Passage shown:
%%
Isn’t it better for kids to be learning how to fit exhaust pipes and change tyres instead of playing truant and hanging around town? This is the idea behind one scheme in the UK – called the “Cool Project” – designed to get kids who play truant or who have been expelled back into learning. The 14-to-16-year-olds are exempt from the demands of the national curriculum and are offered instead a range of more practical training opportunities outside school for three days a week (the other two days being spent doing traditional lessons back at school). Pupils can learn how to become car mechanics, plumbers, bricklayers or house painters, for instance. Philip Stroud, 15, one of the pupils on the new scheme confesses: “I didn’t like school. Teachers’d just give you long lectures about something boring or they’d pick on you.” He appreciates the different approach taken by the instructors. “I never used to listen to my teachers. They got on my nerves and I got on theirs. But here I listen because the stuff we do is interesting.” Philip has begun to learn how to fit tyres and exhausts, and hopes to get a vocational qualification. “It means that I can get a job when I’m older, instead of doing exams and stuff.” Those who run the project acknowledge that teenagers who don’t have a talent for or any interest in academic subjects often have problems at secondary school because they are turned off by the traditional diet of maths, physics and foreign languages. “An academic education may be appropriate for the vast majority of youngsters, but we have to accept that work-related learning can reap benefits for the rest.” Explaining their approach, one of the project leaders said, “Our first priority is to boost their self-esteem, and then we have to get them to realize how rewarding it can be to learn a new skill.”
%%
Given instruction A: Please rewrite the paragraph of the Cool Project passage beginning "Isn't it better for kids" as a short bulleted list that keeps its main facts.
Given instruction B: Continue the Cool Project passage from the point where it stops.

[Excerpts from point annotation data]
%%
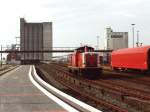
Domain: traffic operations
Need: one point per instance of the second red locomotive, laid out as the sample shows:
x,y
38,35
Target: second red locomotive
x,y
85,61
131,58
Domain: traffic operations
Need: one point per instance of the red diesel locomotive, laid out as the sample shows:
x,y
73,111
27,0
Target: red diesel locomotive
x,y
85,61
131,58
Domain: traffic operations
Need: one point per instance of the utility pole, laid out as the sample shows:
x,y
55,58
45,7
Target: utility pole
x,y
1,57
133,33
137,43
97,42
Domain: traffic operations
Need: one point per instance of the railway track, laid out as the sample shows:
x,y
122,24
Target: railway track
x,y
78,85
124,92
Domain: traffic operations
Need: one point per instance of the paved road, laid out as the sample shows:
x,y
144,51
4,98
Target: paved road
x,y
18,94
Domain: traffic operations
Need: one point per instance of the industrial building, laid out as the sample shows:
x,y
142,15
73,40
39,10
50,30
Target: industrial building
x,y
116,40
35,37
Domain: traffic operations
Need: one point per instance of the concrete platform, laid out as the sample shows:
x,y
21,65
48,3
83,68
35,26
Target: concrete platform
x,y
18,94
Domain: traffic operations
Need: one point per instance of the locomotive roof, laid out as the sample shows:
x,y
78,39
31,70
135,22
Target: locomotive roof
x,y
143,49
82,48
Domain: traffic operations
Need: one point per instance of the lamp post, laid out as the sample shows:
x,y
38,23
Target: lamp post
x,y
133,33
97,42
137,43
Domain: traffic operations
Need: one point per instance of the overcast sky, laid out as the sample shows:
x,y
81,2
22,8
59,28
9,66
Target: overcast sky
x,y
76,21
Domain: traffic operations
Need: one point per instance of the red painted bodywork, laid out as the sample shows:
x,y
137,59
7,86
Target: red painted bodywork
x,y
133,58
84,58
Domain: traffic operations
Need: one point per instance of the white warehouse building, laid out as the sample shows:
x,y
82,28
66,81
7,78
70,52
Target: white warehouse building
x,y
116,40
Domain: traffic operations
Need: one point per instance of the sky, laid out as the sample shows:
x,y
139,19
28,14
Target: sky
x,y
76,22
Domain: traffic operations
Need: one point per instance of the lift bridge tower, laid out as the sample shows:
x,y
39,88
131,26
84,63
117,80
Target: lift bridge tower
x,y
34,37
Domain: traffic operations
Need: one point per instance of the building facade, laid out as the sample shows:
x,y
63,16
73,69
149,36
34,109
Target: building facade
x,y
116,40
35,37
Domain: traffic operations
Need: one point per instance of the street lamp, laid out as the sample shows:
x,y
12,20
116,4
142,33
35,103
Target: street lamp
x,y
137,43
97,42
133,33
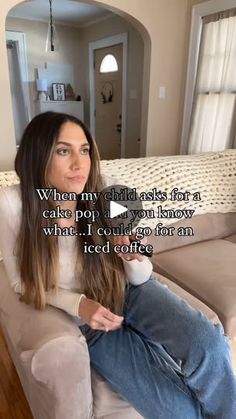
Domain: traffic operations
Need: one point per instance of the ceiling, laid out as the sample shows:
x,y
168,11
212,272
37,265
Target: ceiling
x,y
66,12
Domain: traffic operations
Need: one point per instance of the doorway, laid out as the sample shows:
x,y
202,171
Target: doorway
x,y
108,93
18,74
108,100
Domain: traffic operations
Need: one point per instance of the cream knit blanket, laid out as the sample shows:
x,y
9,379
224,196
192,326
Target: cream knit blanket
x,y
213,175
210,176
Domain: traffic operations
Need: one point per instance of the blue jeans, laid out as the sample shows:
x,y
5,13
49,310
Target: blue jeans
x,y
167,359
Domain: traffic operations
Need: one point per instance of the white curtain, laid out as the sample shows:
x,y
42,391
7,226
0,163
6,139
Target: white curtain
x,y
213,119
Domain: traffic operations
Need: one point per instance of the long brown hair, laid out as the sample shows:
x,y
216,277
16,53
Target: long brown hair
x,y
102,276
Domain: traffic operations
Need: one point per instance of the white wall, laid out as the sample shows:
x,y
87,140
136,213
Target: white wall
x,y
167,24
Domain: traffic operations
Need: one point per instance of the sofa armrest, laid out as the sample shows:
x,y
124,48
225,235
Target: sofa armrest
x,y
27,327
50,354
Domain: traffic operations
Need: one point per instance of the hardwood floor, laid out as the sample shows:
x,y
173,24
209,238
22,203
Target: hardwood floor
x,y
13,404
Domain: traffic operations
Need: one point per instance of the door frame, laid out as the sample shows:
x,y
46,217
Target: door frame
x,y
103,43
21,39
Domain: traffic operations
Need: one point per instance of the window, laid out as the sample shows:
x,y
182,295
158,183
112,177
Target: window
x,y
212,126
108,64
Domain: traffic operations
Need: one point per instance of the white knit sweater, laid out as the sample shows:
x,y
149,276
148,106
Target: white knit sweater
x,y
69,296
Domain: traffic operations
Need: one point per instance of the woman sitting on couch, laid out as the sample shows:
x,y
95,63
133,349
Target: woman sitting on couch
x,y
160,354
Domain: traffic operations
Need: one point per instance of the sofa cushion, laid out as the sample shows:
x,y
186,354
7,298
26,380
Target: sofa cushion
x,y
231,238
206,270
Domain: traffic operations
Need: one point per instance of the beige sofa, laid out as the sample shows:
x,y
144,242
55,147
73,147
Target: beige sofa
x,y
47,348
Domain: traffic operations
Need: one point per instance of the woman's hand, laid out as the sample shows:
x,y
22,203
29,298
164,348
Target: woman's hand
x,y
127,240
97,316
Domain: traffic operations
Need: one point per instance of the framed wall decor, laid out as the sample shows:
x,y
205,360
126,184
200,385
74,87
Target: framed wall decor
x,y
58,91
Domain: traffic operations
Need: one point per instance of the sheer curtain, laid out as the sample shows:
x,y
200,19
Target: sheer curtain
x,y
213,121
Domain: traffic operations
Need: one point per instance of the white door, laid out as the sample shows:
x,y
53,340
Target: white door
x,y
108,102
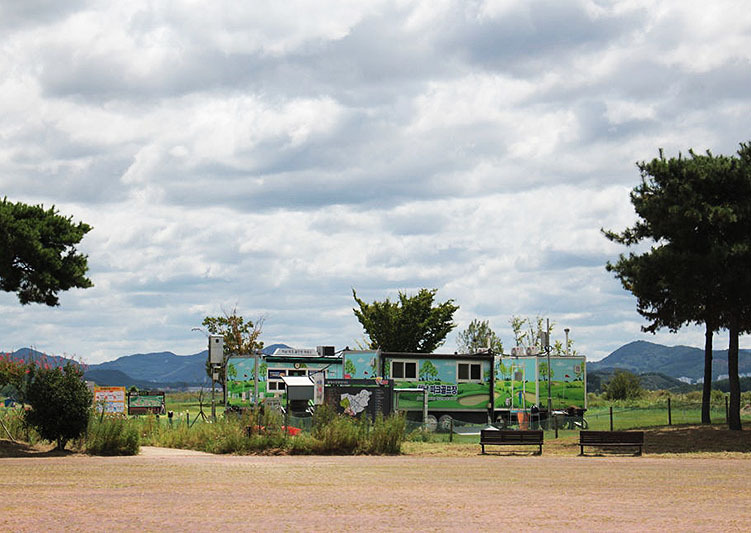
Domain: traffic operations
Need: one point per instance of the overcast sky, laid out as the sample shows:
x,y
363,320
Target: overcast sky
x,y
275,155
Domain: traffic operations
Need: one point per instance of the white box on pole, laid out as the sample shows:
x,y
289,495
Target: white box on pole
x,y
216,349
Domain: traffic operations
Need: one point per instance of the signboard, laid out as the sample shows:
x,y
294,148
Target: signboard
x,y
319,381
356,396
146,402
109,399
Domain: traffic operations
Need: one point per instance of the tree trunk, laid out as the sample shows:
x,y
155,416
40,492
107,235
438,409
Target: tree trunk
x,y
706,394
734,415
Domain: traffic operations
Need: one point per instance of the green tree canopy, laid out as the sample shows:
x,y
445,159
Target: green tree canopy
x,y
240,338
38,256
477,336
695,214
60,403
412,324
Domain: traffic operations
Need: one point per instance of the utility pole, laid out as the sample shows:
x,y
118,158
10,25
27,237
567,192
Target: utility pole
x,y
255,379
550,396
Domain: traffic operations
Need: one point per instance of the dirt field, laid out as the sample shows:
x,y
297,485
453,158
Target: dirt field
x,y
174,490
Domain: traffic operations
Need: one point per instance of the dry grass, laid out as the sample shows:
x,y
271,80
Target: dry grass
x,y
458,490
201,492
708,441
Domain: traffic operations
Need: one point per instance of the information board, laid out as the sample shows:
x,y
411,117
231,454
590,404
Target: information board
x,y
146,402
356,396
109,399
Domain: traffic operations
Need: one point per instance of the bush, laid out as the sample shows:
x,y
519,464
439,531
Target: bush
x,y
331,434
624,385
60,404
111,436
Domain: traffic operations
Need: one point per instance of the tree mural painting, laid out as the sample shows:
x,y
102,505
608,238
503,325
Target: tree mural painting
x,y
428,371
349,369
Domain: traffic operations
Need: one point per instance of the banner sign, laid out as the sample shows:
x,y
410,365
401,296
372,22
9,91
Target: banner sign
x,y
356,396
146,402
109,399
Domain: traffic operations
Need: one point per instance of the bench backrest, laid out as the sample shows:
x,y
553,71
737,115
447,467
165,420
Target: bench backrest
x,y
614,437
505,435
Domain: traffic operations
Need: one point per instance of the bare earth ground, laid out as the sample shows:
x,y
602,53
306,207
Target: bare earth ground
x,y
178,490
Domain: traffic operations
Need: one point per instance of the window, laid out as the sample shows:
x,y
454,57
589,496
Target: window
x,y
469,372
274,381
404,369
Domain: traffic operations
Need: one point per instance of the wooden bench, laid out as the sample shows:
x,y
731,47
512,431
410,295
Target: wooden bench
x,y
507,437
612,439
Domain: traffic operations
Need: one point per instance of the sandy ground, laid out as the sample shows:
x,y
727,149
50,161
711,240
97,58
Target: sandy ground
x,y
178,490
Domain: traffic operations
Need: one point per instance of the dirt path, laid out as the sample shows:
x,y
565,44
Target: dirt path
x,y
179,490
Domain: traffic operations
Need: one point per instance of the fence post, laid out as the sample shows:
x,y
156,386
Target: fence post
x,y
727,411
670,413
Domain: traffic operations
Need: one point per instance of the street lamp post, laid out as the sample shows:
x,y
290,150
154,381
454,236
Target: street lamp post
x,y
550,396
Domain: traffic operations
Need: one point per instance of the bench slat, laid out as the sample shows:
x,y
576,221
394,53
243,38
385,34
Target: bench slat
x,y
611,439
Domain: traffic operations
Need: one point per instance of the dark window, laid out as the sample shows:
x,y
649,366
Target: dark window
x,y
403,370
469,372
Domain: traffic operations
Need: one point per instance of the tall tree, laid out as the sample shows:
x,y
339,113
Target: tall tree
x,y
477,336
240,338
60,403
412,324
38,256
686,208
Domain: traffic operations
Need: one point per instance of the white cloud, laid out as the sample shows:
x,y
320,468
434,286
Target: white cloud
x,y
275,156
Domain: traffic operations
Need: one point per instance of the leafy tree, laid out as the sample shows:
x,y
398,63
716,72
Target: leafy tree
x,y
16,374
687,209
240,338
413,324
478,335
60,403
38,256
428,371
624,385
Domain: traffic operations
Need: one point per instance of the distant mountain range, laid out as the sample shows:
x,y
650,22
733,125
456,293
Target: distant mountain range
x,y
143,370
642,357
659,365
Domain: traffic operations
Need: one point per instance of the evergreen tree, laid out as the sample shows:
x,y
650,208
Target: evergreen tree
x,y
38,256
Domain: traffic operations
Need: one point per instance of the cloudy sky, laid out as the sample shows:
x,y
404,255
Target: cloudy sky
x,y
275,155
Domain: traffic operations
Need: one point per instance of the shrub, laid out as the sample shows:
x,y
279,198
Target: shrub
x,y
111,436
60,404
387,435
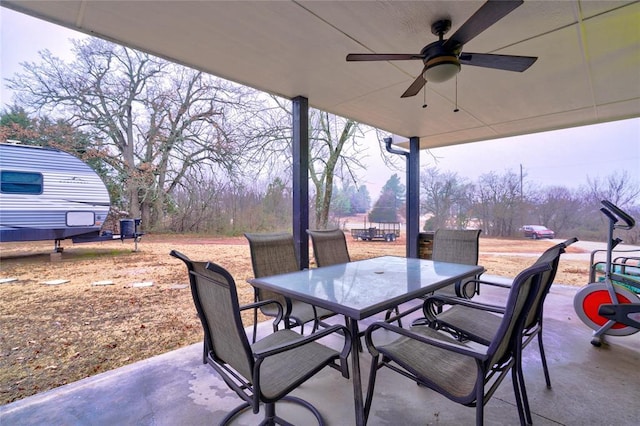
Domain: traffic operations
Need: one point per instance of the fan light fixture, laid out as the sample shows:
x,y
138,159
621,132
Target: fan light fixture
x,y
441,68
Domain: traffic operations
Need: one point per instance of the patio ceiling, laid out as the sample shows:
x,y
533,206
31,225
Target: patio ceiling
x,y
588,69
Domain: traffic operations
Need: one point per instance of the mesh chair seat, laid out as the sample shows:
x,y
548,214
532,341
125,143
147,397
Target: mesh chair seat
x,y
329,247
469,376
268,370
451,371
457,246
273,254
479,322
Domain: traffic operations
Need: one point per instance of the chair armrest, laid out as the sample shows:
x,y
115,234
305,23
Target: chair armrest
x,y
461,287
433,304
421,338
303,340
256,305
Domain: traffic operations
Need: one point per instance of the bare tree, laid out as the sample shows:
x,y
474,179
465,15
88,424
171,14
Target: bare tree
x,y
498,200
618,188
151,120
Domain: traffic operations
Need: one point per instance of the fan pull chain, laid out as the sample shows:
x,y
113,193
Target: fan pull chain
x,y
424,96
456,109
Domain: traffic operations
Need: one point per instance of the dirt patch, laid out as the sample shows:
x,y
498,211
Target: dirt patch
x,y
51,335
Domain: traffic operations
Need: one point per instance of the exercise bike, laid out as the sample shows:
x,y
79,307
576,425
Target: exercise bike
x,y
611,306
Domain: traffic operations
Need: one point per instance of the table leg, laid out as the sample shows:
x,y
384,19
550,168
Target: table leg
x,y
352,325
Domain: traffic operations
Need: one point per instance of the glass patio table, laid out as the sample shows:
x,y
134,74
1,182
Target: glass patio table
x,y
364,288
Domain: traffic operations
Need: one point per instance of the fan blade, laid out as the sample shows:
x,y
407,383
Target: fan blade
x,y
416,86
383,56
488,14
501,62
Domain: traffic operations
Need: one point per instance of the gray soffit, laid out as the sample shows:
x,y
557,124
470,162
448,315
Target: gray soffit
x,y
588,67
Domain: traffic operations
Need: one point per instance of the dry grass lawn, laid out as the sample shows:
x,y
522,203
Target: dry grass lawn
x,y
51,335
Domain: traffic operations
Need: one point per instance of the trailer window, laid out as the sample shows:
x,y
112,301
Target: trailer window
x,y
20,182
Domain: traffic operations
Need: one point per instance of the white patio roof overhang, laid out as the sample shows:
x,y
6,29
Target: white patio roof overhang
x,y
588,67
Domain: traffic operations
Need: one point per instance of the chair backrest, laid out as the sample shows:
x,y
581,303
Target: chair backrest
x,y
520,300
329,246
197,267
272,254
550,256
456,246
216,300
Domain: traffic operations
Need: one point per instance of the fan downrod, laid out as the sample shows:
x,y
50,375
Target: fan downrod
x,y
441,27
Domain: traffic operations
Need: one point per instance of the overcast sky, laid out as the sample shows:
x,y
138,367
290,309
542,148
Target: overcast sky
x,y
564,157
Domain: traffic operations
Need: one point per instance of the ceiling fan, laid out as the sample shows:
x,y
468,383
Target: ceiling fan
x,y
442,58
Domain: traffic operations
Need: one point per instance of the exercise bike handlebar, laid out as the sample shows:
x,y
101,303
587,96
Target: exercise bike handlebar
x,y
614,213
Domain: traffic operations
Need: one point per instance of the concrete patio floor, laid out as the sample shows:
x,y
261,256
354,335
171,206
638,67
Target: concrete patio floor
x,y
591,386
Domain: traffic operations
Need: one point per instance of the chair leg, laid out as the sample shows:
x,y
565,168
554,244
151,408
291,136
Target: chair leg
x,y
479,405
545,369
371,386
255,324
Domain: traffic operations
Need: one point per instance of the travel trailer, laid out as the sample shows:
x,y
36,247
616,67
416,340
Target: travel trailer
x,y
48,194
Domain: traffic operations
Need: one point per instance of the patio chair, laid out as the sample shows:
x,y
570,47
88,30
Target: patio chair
%%
Reply A:
- The "Cool Project" is a UK scheme for truant or expelled 14-to-16-year-olds, aimed at getting them back into learning.
- Pupils are exempt from the national curriculum. They spend three days a week in practical training outside school and two days in traditional lessons at school.
- Trades on offer include car mechanics, plumbing, bricklaying and house painting.
- Philip Stroud, 15, disliked school and its teachers. He listens to the instructors because the work interests him.
- He is learning to fit tyres and exhausts and hopes to earn a vocational qualification that will lead to a job.
- The organizers say teenagers with no talent for or interest in academic subjects are often turned off by traditional lessons. They believe work-related learning can benefit these pupils.
- The project's first priority is to boost pupils' self-esteem. It then aims to show them how rewarding learning a new skill can be.

Reply B:
 

Questions

1. In your own words, what is the aim of the “Cool Project”?

2. Why didn’t Philip like the teachers at school?

3. What is his immediate ambition now?

4. What is implied in the last paragraph about the effect that their previous schools had had on the way these teenagers felt about themselves?

 

Vocabulary

1. You have probably heard the phrase “You really turn me on” in songs (used when boys or girls are talking about how sexy someone else is). In the passage we read about boys being turned off. What do you think that means here?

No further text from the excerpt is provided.